[Materials provided]
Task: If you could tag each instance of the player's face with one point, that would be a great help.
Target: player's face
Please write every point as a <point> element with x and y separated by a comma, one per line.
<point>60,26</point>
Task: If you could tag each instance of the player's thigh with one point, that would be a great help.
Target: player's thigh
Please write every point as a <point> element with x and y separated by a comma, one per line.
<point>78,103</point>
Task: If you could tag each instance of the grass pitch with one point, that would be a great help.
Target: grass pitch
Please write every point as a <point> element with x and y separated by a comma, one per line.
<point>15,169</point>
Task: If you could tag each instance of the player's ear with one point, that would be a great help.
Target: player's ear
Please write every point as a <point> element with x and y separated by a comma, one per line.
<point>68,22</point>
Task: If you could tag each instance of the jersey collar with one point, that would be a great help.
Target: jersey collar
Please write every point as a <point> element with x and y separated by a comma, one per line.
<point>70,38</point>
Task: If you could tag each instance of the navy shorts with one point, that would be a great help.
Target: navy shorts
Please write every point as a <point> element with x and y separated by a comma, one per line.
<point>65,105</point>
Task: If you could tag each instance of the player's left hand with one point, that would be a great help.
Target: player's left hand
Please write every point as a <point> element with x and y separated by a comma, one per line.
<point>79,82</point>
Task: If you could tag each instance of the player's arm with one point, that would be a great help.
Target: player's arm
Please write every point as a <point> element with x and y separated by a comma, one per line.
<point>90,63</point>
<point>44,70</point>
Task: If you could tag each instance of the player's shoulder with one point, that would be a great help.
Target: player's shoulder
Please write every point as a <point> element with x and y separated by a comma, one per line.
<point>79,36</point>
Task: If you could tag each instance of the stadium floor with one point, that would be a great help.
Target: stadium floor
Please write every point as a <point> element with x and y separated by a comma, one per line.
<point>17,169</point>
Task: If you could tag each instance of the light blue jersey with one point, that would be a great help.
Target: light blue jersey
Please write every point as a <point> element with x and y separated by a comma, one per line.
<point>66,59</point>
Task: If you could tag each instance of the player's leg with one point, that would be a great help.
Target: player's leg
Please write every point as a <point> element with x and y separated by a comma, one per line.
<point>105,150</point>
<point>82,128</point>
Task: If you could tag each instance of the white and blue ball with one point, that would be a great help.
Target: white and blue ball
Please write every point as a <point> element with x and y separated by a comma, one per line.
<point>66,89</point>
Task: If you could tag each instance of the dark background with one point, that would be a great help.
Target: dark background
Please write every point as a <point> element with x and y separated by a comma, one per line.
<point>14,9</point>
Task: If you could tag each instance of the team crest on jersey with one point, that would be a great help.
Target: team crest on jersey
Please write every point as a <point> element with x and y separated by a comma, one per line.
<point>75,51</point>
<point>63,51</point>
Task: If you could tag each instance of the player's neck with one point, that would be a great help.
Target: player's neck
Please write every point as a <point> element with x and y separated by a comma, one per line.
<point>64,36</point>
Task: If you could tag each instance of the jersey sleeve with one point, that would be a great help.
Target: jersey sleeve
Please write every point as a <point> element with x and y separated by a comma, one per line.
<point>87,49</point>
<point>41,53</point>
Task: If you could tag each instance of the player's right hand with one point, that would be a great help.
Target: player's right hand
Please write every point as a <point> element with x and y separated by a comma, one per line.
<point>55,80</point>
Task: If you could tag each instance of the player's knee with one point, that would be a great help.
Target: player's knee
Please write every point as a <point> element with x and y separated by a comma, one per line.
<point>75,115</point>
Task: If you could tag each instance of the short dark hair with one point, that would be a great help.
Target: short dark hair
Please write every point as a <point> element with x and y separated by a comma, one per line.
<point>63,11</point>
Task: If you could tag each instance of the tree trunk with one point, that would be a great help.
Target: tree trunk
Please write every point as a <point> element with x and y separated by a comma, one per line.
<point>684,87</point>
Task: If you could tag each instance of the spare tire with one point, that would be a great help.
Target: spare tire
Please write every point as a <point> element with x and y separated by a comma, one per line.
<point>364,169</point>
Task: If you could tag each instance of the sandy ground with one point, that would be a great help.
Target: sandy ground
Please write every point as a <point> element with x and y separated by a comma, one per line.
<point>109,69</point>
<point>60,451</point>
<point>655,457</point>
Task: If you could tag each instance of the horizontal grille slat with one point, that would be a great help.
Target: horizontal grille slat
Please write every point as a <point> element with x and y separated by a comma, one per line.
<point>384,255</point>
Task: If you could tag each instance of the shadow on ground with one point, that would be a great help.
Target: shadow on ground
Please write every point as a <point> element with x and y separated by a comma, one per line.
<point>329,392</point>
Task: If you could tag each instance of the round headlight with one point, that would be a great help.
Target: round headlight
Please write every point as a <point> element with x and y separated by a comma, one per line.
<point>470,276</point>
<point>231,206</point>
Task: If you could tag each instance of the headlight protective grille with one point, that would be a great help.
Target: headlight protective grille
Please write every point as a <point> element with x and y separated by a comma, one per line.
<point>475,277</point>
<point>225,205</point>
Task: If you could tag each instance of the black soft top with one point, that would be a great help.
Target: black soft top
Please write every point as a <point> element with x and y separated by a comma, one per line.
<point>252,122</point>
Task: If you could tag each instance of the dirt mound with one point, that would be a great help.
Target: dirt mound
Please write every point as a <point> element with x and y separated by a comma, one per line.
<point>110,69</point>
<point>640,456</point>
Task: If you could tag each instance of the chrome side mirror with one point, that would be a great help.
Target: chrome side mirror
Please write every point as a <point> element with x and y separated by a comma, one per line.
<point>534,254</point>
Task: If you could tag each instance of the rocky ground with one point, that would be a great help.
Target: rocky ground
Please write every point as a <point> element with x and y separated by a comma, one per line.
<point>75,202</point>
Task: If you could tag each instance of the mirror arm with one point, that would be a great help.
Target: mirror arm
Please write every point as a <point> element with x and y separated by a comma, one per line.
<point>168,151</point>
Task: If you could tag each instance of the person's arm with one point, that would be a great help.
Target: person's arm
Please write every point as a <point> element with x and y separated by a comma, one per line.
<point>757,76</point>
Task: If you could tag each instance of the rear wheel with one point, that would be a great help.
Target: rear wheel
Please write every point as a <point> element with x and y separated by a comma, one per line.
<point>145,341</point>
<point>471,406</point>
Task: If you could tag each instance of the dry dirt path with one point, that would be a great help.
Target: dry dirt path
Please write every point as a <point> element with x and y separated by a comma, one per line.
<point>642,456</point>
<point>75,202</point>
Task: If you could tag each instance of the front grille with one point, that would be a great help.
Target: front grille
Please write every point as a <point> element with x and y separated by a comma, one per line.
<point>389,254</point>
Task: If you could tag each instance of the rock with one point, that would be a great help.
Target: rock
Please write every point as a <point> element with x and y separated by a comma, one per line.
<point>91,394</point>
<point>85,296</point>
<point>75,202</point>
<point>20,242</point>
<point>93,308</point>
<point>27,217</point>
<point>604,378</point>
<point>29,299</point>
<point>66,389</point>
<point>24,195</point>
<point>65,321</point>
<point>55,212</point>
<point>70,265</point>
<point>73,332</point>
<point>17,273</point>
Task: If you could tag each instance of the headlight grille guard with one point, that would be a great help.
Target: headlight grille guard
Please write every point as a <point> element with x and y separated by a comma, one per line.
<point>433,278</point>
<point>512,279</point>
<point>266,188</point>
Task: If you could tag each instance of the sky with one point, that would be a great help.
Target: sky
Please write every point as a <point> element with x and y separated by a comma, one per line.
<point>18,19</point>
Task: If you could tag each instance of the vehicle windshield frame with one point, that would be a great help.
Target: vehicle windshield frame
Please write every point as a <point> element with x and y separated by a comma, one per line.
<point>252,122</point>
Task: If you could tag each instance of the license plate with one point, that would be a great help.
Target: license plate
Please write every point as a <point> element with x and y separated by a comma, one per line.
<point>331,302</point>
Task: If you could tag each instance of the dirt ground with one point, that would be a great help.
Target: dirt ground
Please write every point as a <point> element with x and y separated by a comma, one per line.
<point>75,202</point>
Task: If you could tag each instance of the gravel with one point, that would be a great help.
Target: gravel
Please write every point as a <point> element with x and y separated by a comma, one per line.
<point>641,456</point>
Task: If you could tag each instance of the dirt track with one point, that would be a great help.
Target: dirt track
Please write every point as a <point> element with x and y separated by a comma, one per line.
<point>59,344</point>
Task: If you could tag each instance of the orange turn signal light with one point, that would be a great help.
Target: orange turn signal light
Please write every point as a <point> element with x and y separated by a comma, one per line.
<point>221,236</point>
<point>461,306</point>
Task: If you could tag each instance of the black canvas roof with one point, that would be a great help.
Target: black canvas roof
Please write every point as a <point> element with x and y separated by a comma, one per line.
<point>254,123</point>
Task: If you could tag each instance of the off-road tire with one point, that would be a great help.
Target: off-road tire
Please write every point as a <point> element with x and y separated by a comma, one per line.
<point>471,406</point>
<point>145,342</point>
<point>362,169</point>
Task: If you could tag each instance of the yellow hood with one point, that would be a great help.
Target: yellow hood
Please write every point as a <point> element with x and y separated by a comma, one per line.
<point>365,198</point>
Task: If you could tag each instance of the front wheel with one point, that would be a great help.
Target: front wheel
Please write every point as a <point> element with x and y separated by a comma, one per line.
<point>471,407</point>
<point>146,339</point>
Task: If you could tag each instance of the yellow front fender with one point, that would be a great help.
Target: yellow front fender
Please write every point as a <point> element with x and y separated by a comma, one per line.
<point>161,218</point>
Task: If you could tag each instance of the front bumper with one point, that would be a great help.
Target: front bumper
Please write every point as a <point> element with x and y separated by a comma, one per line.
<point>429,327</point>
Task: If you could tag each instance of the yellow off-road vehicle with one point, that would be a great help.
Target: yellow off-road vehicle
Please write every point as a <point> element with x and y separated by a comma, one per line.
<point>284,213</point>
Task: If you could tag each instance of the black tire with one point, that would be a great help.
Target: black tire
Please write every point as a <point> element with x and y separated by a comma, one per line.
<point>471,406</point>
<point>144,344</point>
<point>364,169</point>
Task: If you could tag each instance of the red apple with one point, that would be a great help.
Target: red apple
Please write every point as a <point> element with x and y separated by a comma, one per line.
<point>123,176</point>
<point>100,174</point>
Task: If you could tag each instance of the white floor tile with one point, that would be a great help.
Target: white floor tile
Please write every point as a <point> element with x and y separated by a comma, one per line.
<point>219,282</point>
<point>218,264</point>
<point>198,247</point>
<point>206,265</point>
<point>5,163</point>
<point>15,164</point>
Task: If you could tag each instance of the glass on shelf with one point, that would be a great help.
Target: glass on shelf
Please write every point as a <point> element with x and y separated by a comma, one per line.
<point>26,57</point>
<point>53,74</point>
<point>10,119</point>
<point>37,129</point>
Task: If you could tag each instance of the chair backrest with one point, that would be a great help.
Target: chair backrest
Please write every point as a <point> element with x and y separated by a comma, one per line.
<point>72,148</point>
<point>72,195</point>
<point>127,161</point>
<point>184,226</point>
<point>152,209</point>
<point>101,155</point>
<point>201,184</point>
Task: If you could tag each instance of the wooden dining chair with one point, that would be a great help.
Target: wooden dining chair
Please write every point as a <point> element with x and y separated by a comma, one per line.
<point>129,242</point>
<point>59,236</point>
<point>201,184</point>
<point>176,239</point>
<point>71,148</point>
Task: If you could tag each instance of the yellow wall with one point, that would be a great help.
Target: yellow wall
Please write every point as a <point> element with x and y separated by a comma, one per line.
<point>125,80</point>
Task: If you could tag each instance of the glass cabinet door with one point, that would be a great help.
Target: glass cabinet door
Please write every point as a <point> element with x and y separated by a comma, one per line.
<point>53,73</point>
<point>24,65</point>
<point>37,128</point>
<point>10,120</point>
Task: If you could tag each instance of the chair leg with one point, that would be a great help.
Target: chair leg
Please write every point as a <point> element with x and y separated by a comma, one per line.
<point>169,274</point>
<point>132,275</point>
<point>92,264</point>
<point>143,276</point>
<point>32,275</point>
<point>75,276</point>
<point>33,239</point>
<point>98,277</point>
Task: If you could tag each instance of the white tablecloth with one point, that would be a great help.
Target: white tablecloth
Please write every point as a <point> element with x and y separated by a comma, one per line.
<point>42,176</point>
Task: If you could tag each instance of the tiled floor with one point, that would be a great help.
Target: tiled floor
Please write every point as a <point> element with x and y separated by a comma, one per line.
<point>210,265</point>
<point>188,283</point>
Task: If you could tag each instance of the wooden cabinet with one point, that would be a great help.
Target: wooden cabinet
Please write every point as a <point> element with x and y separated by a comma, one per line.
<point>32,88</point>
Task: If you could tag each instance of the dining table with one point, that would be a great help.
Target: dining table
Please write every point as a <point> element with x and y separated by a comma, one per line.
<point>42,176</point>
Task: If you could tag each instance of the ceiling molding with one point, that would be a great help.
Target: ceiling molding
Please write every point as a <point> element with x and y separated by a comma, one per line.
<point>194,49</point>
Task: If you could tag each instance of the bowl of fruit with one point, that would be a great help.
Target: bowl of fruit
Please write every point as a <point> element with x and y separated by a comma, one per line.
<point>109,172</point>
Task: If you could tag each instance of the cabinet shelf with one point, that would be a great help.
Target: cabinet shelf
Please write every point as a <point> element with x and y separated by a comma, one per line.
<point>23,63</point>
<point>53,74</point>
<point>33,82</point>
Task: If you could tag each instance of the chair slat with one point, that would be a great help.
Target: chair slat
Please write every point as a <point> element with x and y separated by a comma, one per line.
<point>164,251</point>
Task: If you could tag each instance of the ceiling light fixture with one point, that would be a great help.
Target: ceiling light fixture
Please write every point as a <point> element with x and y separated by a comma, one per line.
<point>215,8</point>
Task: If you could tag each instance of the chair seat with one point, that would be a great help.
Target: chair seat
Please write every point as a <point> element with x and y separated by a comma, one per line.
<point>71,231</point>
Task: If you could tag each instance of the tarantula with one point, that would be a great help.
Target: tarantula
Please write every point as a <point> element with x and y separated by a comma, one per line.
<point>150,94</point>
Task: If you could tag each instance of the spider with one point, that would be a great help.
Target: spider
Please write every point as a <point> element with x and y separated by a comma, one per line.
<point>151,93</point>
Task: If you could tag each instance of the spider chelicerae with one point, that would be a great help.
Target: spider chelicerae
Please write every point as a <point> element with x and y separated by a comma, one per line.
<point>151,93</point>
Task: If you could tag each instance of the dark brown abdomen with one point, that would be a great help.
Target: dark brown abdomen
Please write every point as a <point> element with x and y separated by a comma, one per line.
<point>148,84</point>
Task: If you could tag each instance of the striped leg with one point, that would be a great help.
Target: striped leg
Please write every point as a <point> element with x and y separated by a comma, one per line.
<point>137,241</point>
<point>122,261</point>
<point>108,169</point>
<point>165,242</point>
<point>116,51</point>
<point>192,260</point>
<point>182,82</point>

[Exercise]
Where does the word "bumper" appear in the records? Copy every line that holds it.

[Solution]
Task: If you could tag each instance of the front bumper with one point, that would be a great help.
Target: front bumper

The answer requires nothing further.